> **SUPPLIED RECORDS**:
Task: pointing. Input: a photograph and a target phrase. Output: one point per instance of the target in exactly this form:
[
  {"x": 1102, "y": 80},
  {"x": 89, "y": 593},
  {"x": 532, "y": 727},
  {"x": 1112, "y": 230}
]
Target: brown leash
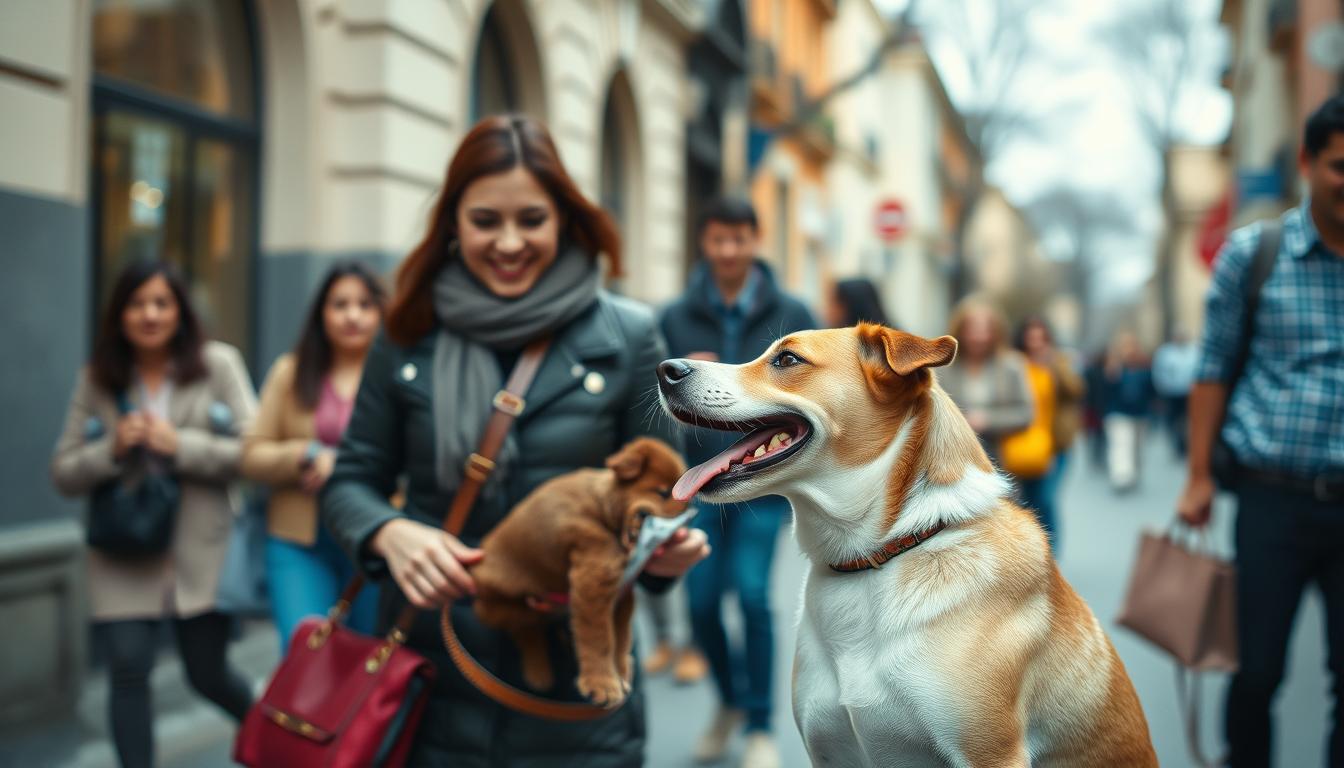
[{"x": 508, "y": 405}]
---
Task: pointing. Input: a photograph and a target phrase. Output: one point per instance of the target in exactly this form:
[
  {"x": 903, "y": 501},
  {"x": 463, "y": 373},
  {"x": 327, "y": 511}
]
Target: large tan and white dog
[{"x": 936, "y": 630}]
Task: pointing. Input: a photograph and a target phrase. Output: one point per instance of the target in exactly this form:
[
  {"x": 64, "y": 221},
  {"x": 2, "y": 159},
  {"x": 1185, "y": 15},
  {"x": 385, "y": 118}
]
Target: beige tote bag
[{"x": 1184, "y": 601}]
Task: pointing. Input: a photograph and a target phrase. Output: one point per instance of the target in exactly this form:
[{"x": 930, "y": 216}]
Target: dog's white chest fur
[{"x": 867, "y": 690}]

> **STATED GOAL**: Please count how many lines of the records contain the word "white". Give only the number.

> **FINISHED ANSWER**: 2